▶ **EXERCISE DESCRIPTION**
Reproduce every line of the material below verbatim, but leave the pictures out.

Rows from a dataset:
----

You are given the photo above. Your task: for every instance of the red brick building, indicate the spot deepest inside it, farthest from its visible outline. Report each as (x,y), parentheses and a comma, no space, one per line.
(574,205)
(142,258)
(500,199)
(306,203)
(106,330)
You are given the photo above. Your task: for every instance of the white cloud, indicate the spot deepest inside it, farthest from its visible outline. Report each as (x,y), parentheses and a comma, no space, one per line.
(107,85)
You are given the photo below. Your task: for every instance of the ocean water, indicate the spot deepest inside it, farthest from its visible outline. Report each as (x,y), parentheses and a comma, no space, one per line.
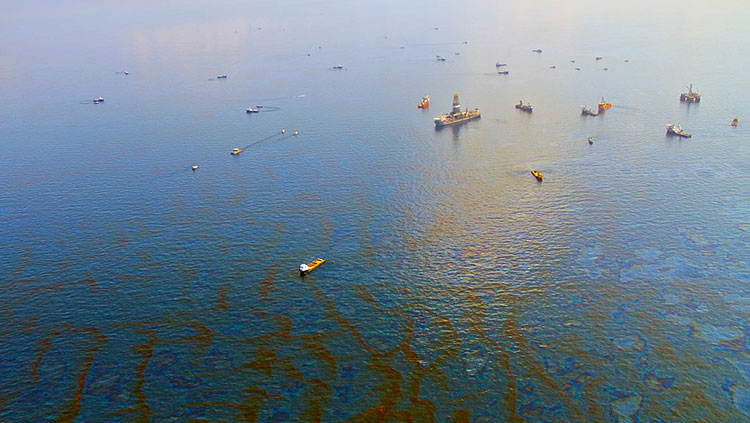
(457,288)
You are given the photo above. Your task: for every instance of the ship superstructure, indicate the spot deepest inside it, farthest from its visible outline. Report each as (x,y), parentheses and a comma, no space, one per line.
(456,115)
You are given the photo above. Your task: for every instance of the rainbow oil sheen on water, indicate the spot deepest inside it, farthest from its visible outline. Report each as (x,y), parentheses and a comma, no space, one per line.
(456,287)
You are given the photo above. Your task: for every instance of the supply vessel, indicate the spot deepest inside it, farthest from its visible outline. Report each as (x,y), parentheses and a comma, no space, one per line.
(456,115)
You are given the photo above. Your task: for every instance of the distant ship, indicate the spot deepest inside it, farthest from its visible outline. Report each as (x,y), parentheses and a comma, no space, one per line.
(676,129)
(588,112)
(526,107)
(456,115)
(425,103)
(690,96)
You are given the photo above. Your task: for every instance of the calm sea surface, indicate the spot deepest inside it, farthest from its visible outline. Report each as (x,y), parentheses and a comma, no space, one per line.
(457,288)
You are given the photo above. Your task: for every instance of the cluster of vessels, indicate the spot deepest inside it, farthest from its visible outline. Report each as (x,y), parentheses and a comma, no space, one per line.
(457,116)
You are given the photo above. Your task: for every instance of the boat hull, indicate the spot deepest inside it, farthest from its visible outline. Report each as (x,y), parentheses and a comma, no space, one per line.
(439,123)
(311,266)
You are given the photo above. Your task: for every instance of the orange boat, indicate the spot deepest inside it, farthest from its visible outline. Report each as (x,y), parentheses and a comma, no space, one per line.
(603,105)
(425,103)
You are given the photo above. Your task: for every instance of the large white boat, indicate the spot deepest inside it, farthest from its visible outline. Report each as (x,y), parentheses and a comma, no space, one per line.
(456,115)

----

▶ **OUTPUT OF THE TASK**
You are given the photo above. Your task: for every instance of the red brick building, indicate the spot deepest inside it, farthest from its visible outline. Report each as (x,y), parentheses and a comma, no space, one per line.
(574,205)
(142,258)
(500,199)
(306,203)
(106,330)
You are given the photo above. Your task: for every instance of the white cloud, indicate the spot deepest inside it, farthest from its visible outline. Report each as (x,y), parentheses and a comma, no space, one per line.
(107,85)
You are given the photo below. Your task: for every instance of the ocean water, indicate the spot deepest inside it, farthest from its visible outline. Report each as (x,y), parentheses and a comma, no space, one per line.
(457,288)
You are given the photo above. Your task: for every instance of the ship superstructure, indicate the spot deepest inside it, farthest from its visible outline. Report each as (x,y), parentheses and a comma, no space, one per line.
(456,115)
You are given the photo above. Your task: for every instance of the rainbow oil sheen on water, indicate the spot deepest inside it, farthest from its visible outline. Report each as (x,y), parentheses and a comma, no space, one per line.
(456,287)
You are given the photo above. Your task: for every instance of the supply vessel, indicate the spot deepest inside it, farthest from its visible outline. Report each as (x,y), parentheses and a comma, no space, one per line.
(456,115)
You are given the photo above. Your task: for every instance of the distant ship, indicate the spot deepest inside it, farthest from its visible outline. Report each as (x,y), parentheses and a comma, no space, one per line.
(676,129)
(588,112)
(526,107)
(456,115)
(425,103)
(690,96)
You are given the photo above. Your task: for every instance of the calm sea surface, indicate the spot deepest inside it, farthest from its visible outline. Report each as (x,y), parentheses and a comma, no space, one per line.
(457,288)
You are given the photo above. Your task: for every instance of the cluster of vessels, indicate the spot deepest inside it, farthest from its visible outline. Report each as (x,y), parentheses and a comma, no space, one per line.
(457,116)
You are given the photo above. Your task: for every instance of the boat hull, indicate the spot deepest inside it, farthest from its visible outline. Report each as (x,y), parentheses and a comma, no space, one per line.
(439,123)
(311,266)
You are given the photo above. Your task: for every instance of the orange boat, indicate the spot deepest inside it, farthest from its visible outline. Report each as (x,y), parentheses and a comma, no space, one per line.
(603,105)
(425,103)
You are given the photo above. Your task: for every instance of the large white boat, indicate the spot deepest inside it, farthest from its visible outline. Report each as (x,y), parentheses and a comma, no space, one per line.
(456,115)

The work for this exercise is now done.